> Challenge:
Put every line of the records below into a numbered list, leaving out any blank lines.

Data listing
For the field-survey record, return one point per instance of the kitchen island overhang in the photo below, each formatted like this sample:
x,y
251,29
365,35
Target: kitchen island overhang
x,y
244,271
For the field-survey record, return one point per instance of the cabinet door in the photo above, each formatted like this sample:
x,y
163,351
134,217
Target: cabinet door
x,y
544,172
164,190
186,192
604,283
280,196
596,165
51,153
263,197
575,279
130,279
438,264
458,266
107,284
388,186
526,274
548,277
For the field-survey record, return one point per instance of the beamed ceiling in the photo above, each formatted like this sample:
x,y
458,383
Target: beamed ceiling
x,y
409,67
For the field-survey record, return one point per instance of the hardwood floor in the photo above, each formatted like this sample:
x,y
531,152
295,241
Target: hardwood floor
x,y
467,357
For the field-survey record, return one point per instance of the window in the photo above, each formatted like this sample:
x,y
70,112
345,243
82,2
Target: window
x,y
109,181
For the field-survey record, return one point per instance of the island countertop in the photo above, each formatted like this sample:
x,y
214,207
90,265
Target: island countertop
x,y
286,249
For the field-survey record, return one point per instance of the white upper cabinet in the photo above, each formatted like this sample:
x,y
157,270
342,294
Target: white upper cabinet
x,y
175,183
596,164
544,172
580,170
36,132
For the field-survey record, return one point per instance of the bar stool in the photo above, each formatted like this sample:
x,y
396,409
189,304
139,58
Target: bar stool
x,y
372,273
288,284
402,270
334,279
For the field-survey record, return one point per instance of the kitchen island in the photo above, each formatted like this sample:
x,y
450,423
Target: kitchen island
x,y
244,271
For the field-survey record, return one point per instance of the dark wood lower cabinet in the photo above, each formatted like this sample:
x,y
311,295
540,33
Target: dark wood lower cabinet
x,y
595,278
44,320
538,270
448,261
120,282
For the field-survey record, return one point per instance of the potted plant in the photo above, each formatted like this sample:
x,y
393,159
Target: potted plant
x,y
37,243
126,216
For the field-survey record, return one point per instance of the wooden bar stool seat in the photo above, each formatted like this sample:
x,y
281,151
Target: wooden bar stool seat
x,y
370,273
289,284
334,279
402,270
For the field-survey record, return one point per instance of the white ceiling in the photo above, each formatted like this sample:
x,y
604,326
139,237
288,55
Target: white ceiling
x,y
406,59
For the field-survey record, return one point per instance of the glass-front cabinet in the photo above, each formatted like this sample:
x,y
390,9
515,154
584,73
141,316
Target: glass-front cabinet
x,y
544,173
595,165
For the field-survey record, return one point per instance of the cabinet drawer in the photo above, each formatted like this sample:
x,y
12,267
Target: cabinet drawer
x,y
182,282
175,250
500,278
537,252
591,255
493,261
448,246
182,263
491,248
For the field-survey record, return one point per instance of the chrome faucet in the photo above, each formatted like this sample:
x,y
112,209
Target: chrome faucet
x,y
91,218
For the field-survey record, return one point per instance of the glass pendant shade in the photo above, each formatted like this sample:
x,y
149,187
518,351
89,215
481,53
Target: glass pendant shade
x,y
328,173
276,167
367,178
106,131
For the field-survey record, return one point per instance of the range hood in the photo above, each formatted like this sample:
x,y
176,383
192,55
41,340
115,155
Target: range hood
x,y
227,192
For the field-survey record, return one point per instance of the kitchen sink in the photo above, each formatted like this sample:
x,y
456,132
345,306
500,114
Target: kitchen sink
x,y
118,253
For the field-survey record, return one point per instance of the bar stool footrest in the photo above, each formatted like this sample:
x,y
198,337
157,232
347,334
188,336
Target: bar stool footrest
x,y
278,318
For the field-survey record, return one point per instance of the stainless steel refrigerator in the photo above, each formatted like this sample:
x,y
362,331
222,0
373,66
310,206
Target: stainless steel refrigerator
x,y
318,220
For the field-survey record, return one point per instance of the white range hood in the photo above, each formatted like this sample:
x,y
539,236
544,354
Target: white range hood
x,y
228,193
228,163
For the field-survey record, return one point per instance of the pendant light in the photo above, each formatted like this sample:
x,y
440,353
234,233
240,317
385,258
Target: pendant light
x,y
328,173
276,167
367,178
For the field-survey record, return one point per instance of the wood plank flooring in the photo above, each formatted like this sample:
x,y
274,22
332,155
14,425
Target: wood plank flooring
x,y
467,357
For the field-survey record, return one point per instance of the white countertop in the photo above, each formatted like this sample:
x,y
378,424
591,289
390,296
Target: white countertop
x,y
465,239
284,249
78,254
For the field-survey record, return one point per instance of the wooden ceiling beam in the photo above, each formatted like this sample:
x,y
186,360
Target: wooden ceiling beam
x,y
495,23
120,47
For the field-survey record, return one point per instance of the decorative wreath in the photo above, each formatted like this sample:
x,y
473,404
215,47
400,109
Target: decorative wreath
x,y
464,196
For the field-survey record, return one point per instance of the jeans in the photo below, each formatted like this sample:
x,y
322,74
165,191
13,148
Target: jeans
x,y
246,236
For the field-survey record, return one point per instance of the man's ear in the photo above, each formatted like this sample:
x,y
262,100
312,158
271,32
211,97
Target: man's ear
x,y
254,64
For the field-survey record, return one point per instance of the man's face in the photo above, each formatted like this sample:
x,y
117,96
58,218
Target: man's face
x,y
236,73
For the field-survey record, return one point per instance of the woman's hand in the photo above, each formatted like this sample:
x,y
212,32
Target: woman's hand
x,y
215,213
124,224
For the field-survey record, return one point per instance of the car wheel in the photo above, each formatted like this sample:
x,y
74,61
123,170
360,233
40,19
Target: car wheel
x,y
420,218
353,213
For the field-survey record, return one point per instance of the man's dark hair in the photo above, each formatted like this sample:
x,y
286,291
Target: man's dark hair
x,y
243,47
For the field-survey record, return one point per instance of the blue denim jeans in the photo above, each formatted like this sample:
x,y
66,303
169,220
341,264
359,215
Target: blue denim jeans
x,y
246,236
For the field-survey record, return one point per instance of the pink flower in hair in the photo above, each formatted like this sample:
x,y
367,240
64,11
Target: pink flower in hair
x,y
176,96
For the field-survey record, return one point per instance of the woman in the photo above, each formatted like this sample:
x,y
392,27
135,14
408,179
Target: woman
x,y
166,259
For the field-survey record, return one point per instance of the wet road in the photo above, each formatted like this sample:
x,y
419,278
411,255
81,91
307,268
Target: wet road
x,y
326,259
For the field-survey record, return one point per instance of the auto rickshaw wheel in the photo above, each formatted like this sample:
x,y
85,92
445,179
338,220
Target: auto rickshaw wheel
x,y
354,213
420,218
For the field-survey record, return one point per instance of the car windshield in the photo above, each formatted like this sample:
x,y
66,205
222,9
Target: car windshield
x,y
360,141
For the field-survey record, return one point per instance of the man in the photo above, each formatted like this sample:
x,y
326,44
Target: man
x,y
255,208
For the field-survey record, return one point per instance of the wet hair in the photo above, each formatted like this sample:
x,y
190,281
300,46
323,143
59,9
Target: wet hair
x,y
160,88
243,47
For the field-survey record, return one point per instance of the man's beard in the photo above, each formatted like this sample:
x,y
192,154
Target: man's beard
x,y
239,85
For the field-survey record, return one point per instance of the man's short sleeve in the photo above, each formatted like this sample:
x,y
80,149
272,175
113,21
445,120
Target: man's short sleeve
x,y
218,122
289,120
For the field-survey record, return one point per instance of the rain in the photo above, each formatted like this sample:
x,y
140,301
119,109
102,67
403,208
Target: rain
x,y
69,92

> Correct result:
1. For the field-survey record, return one point per instance of the kitchen island overhang in the photo below, each formatted like this sample:
2. x,y
3. 251,29
4. 365,35
5. Target: kitchen island overhang
6. x,y
7. 244,271
8. For the field-survey record, return one point per instance of the cabinet door in the photo above, each formatted like this sample:
9. x,y
10. 163,351
11. 134,217
12. Target: cabinet door
13. x,y
14. 544,172
15. 164,190
16. 186,192
17. 604,283
18. 280,196
19. 596,165
20. 51,153
21. 263,197
22. 575,279
23. 130,279
24. 438,264
25. 458,266
26. 107,284
27. 388,186
28. 526,274
29. 548,277
30. For the field-survey record, return one point per instance of the beamed ceiling in the photo above, each formatted like this sample:
31. x,y
32. 458,383
33. Target: beamed ceiling
34. x,y
35. 409,67
36. For the field-survey record, return one point per instance of the hardwood floor in the photo above, each formatted like this sample:
37. x,y
38. 531,152
39. 295,241
40. Target: hardwood floor
41. x,y
42. 467,357
43. For the field-survey record, return one point per instance of the window in the photo above, each formatted like this sample:
44. x,y
45. 70,112
46. 345,243
47. 82,2
48. Target: window
49. x,y
50. 109,181
51. For the field-survey record, return one point per instance of the island countertop in the photo above, each formatted like this sample:
52. x,y
53. 214,207
54. 90,265
55. Target: island countertop
56. x,y
57. 286,249
58. For the field-survey record, return one point per instance of the white upper cabinet in the photo above, each formatted like this sample:
59. x,y
60. 157,270
61. 342,294
62. Target: white upper cabinet
63. x,y
64. 175,183
65. 596,164
66. 544,172
67. 580,170
68. 36,132
69. For the field-survey record, return one point per instance of the bar stool in the photo above, each formatted like this sample:
70. x,y
71. 396,409
72. 189,304
73. 139,58
74. Target: bar stool
75. x,y
76. 372,273
77. 288,284
78. 402,270
79. 334,279
80. For the field-survey record, return one point per instance of the kitchen island in the photo above, each formatted like this sample:
81. x,y
82. 450,423
83. Target: kitchen island
84. x,y
85. 244,271
86. For the field-survey record, return one point per instance of the dark wood lower cabinet in the photo above, each formatted like this sample:
87. x,y
88. 311,295
89. 540,33
90. Target: dark wood lower cabinet
91. x,y
92. 595,278
93. 44,320
94. 538,270
95. 448,261
96. 120,282
97. For the field-survey record, return one point per instance of the potted plant in the photo above, each formatted like this sample:
98. x,y
99. 393,159
100. Target: potted plant
101. x,y
102. 37,243
103. 126,216
104. For the field-survey record, return one point per instance of the wooden bar stool seat in the photo above, each formatted like this sample:
105. x,y
106. 281,151
107. Target: wooden bar stool seat
108. x,y
109. 370,273
110. 289,284
111. 334,279
112. 402,270
113. For the field-survey record, return one point per instance of the white ceiling in the photo above, each formatted like this sample:
114. x,y
115. 604,326
116. 139,237
117. 288,55
118. Target: white ceiling
119. x,y
120. 406,59
121. For the field-survey record, return one point per instance of the glass-front cabinet in the photo above, each formatted like this sample:
122. x,y
123. 390,9
124. 515,154
125. 584,73
126. 141,316
127. Target: glass-front cabinet
128. x,y
129. 544,173
130. 595,165
131. For the field-survey record, return one point per instance of the cabinet drawer in the photo above, each formatted like this sample:
132. x,y
133. 12,267
134. Target: cabinet drawer
135. x,y
136. 182,282
137. 175,250
138. 500,278
139. 537,252
140. 591,255
141. 493,261
142. 448,246
143. 182,263
144. 491,248
145. For the field-survey record, return one point per instance of the chrome faucet in the photo above, each formatted like this sample:
146. x,y
147. 112,209
148. Target: chrome faucet
149. x,y
150. 91,218
151. For the field-survey record, return one point per instance of the glass pendant shade in the photo above, each formatted like this sample:
152. x,y
153. 149,187
154. 518,351
155. 89,215
156. 481,53
157. Target: glass pendant shade
158. x,y
159. 328,173
160. 276,167
161. 367,178
162. 106,131
163. For the field-survey record, return one point per instance of the range hood in the photo above, each formatted like this sample:
164. x,y
165. 176,383
166. 192,55
167. 41,340
168. 115,155
169. Target: range hood
170. x,y
171. 227,192
172. For the field-survey record, return one point per instance of the kitchen sink in the photo above, each formatted like this sample:
173. x,y
174. 456,132
175. 345,306
176. 500,114
177. Target: kitchen sink
178. x,y
179. 118,253
180. For the field-survey record, return one point per instance of the bar stool footrest in the photo above, each formatted like this sample:
181. x,y
182. 198,337
183. 157,232
184. 347,334
185. 188,336
186. Target: bar stool footrest
187. x,y
188. 278,318
189. For the field-survey record, return one point per instance of the stainless steel refrigerator in the photo above, each formatted like this sample:
190. x,y
191. 362,331
192. 222,0
193. 373,66
194. 310,206
195. Target: stainless steel refrigerator
196. x,y
197. 318,220
198. For the field-survey record, return one point per instance of the white range hood in the photo above, each formatted like this sample:
199. x,y
200. 539,236
201. 544,354
202. Target: white range hood
203. x,y
204. 228,193
205. 228,163
206. For the field-survey record, return one point per instance of the pendant light in the photo above, each formatted like this sample:
207. x,y
208. 440,353
209. 234,233
210. 240,317
211. 385,258
212. Target: pendant light
213. x,y
214. 328,173
215. 276,167
216. 367,178
217. For the field-survey record, return one point per instance of the wood plank flooring in the photo above, each formatted like this sample:
218. x,y
219. 274,22
220. 332,155
221. 14,425
222. Target: wood plank flooring
223. x,y
224. 467,357
225. For the field-survey record, return one point per instance of the white countertop in the photo above, each formatted like this sample:
226. x,y
227. 378,424
228. 591,289
229. 390,296
230. Target: white countertop
231. x,y
232. 465,239
233. 284,249
234. 78,254
235. For the field-survey record, return one point per instance of the wooden ceiling beam in the photo above, each formatted like this sample:
236. x,y
237. 186,360
238. Target: wooden ceiling beam
239. x,y
240. 495,23
241. 120,47
242. For the field-survey record, return one point per instance of the decorative wreath in the photo above, each formatted like this sample:
243. x,y
244. 473,404
245. 215,47
246. 400,109
247. Target: decorative wreath
248. x,y
249. 464,196
250. For the field-survey record, return one point per instance of the jeans in the photo below, each formatted like this sample:
251. x,y
252. 322,74
253. 165,191
254. 13,148
255. Target: jeans
256. x,y
257. 246,236
258. For the field-survey record, return one point per instance of the man's ear in the photo above, each formatted like this sample:
259. x,y
260. 262,100
261. 312,158
262. 271,32
263. 211,97
264. Target: man's ear
265. x,y
266. 254,64
267. For the field-survey record, return one point per instance of the man's face in the photo above, each formatted like this sample:
268. x,y
269. 117,96
270. 58,218
271. Target: man's face
272. x,y
273. 236,73
274. For the field-survey record, return one point per instance of the woman's hand in the photo above, each formatted like this sample:
275. x,y
276. 212,32
277. Target: woman's hand
278. x,y
279. 215,213
280. 124,224
281. For the field-survey record, return one point per instance of the car wheel in the photo above, each formatted like this sample:
282. x,y
283. 74,61
284. 123,170
285. 360,233
286. 40,19
287. Target: car wheel
288. x,y
289. 420,218
290. 353,213
291. For the field-survey record, return one point per instance of the man's dark hair in the photo above, each formatted like this sample:
292. x,y
293. 286,291
294. Target: man's dark hair
295. x,y
296. 243,47
297. For the field-survey record, return one point per instance of the blue denim jeans in the photo above, each formatted like this sample:
298. x,y
299. 66,303
300. 169,220
301. 341,264
302. 359,215
303. Target: blue denim jeans
304. x,y
305. 246,236
306. For the field-survey record, return one point per instance of the pink flower in hair in the photo above, each formatted like this sample:
307. x,y
308. 367,240
309. 64,11
310. Target: pink flower in hair
311. x,y
312. 176,96
313. For the field-survey record, return one point per instance of the woman in the photo above, each formatted like this sample:
314. x,y
315. 392,27
316. 135,14
317. 408,179
318. Target: woman
319. x,y
320. 166,259
321. For the field-survey record, return one point per instance of the wet road in the photo above, each formatted like this sample:
322. x,y
323. 419,278
324. 411,255
325. 81,91
326. 307,268
327. Target: wet road
328. x,y
329. 326,259
330. For the field-survey record, return one point per instance of the auto rickshaw wheel in the photo above, each formatted like this sample:
331. x,y
332. 85,92
333. 445,179
334. 338,220
335. Target: auto rickshaw wheel
336. x,y
337. 354,213
338. 420,218
339. For the field-survey record, return one point per instance of the car windshield in the photo above, each formatted like this sample:
340. x,y
341. 66,205
342. 222,9
343. Target: car windshield
344. x,y
345. 360,141
346. For the field-survey record, return one point per instance of the man in the photo above, each formatted like this sample:
347. x,y
348. 326,44
349. Target: man
350. x,y
351. 255,208
352. For the field-survey record, return one point per instance of the wet hair in the photo above, each formatted like this sample:
353. x,y
354. 190,281
355. 300,46
356. 323,143
357. 59,9
358. Target: wet hair
359. x,y
360. 160,88
361. 243,47
362. For the field-survey record, return one point per instance of the man's beard in the photo above, each formatted like this sample:
363. x,y
364. 192,154
365. Target: man's beard
366. x,y
367. 239,85
368. For the field-survey record, return one point per instance of the man's short sleeve in the photo above, each formatted like this sample:
369. x,y
370. 80,149
371. 272,175
372. 113,21
373. 445,120
374. Target: man's short sleeve
375. x,y
376. 218,122
377. 289,120
378. For the field-survey record, return one point per instance of the rain in the photo above, each formatted like this sample:
379. x,y
380. 140,301
381. 119,109
382. 102,67
383. 403,208
384. Target: rain
385. x,y
386. 69,92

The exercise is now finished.